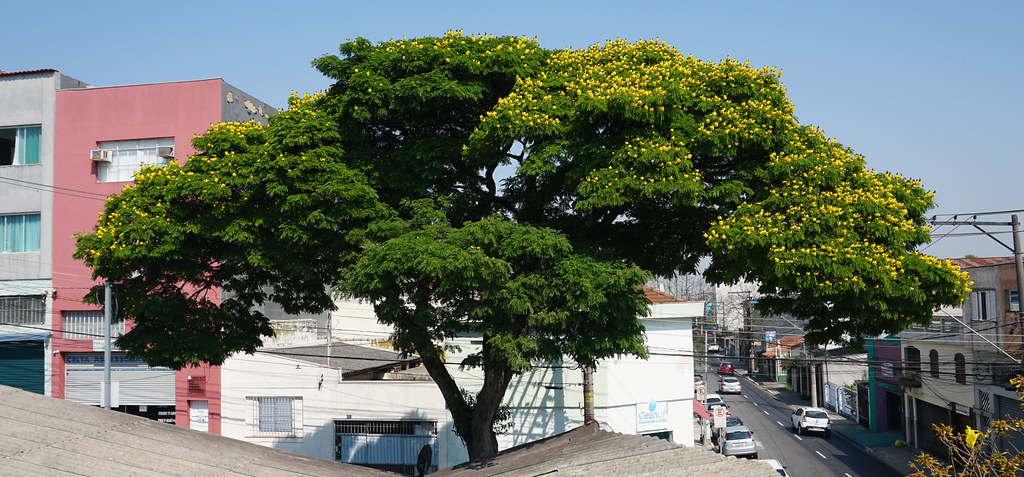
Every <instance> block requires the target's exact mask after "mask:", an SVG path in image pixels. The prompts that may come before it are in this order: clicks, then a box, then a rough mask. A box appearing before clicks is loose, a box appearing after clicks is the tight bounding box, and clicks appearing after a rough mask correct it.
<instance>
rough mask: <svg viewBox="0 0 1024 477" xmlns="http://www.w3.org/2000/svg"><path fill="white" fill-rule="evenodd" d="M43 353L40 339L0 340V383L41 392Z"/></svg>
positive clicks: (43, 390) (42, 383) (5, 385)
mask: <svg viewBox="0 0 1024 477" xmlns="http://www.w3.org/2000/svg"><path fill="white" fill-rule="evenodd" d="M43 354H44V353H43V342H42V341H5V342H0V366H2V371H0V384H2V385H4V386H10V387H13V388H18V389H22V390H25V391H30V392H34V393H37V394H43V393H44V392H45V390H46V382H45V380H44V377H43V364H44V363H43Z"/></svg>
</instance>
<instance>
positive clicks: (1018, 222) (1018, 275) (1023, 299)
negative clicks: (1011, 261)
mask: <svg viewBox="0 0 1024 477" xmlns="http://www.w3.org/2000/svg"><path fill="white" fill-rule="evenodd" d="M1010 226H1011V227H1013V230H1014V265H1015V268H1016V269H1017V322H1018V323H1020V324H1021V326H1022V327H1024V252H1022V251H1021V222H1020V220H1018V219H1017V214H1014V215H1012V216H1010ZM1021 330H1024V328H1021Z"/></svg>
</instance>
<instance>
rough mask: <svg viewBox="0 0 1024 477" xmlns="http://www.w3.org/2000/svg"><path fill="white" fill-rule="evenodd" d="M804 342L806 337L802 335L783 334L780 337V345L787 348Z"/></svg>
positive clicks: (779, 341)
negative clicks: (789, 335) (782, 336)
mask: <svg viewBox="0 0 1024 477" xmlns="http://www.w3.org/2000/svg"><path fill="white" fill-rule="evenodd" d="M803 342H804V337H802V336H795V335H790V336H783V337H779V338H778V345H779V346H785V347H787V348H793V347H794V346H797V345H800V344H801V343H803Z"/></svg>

*-*-*

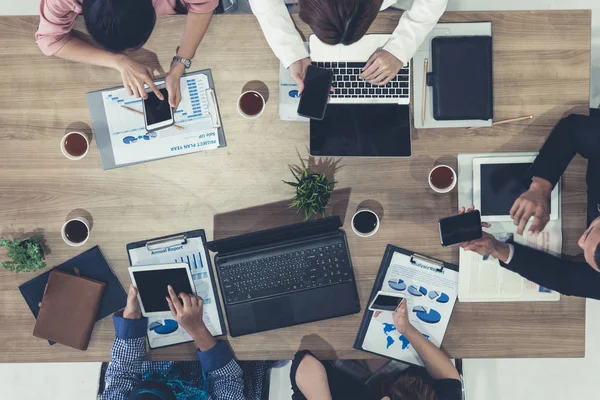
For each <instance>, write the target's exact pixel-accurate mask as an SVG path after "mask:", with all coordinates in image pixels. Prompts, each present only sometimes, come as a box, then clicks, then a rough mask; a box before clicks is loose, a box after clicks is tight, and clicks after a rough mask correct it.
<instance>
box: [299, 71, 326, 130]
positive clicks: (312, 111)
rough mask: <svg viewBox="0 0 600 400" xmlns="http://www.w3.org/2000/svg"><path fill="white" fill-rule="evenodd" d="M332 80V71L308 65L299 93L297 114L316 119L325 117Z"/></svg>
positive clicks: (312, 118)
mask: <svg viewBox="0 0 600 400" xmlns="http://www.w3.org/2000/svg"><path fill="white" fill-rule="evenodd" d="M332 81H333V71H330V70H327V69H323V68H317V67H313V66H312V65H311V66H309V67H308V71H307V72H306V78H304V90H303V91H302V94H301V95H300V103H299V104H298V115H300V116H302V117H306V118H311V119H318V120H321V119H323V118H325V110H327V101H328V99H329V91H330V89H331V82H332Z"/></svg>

*-*-*

Измените строки, начиная со строки с «Every <instance> block» и до строки с «positive clicks: (43, 390) (42, 383) (5, 385)» включительно: замените в них «rough mask» на «coarse mask», всё остальное сохраните без изменений. Выведите только эти строки.

**Результат**
Every <instance> block requires the target's exact mask after "mask:", an SVG path in image pixels. The prompts that may come before it are in this order: clicks, then a box, then a coarse mask. A box appearing before clicks is loose, a box appearing after clicks is the tight bounding box, and clicks appearing after a coarse mask correct it.
<instance>
coarse mask: <svg viewBox="0 0 1024 477" xmlns="http://www.w3.org/2000/svg"><path fill="white" fill-rule="evenodd" d="M43 353L40 339L0 340V383L41 392Z"/></svg>
positive clicks: (43, 390) (42, 383) (5, 385)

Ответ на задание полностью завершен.